A new report from GCube has underlined how recent extreme weather events that fall outside of traditionally modelled natural catastrophe definitions have exposed the weaknesses of a ‘soft’ insurance market, particularly in the US.
Across both wind and solar, the average nat cat or extreme weather-related loss in the latter half of the decade was over 300% higher than before 2015.
The leading insurer for renewable energy projects says recent entrants to the market offering low deductibles, low premiums and broad terms to gain market share have faced considerable losses, forcing a number of insurers to exit the space over the last decade.
However, GCube says current market conditions are now starting to drive a long overdue ‘reset’ in pricing as insurers seek to ensure ongoing sustainability.
“No market can continually operate at a loss, and renewables insurance is no exception,” said Fraser McLachlan, CEO of GCube.
“As the renewables risk landscape has changed, GCube has been one of the first to alter its terms and conditions to help maintain the sustainability of the sector, and the benchmark needs to be reset across the industry to ensure that projects can continue to be covered.

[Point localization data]
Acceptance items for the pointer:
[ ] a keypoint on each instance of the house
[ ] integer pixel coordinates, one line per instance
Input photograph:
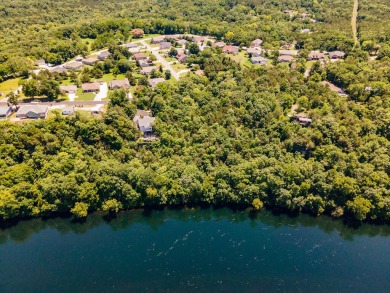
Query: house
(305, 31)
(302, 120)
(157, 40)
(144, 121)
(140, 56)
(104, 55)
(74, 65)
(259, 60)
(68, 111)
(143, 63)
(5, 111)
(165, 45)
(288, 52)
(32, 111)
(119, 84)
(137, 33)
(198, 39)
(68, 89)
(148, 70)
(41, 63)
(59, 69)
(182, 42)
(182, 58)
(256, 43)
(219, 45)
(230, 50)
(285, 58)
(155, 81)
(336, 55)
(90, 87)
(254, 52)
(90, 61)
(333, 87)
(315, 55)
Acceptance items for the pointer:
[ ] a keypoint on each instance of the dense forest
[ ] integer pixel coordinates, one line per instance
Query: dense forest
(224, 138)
--
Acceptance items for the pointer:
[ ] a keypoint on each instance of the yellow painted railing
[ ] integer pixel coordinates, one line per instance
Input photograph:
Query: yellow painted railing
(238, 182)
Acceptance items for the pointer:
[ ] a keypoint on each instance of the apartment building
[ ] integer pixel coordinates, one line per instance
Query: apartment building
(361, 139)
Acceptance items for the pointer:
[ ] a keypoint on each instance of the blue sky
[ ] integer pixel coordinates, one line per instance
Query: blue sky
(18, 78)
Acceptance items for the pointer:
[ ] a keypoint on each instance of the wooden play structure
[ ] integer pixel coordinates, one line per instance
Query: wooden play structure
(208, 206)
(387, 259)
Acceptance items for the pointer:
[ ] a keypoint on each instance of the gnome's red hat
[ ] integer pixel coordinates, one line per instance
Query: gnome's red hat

**PROBLEMS AND TASKS:**
• a. In the report on renewable energy insurance, how much higher was the average nat cat or extreme weather-related loss for wind and solar in the latter half of the decade than before 2015?
• b. Continue the article on renewable energy insurance from where it stops.

**RESULTS FOR THE EXERCISE:**
• a. It was over 300% higher.

• b.
“As we have just seen in Texas, unmodelled Extreme Weather events can have a significant impact on the grid, and this is only one of many challenges currently threatening the renewables sector.”
McLachlan added that lessons need to be learned from the sector’s management of climate risks to ensure greater resilience to emerging threats like cyber-attacks and the impacts of Covid-19.
“GCube has proved that a sustainable renewable energy insurance market is possible under the right conditions, and we have been able to continue providing A-rated insurance products to ensure that our clients have the cover they need to protect their investments.”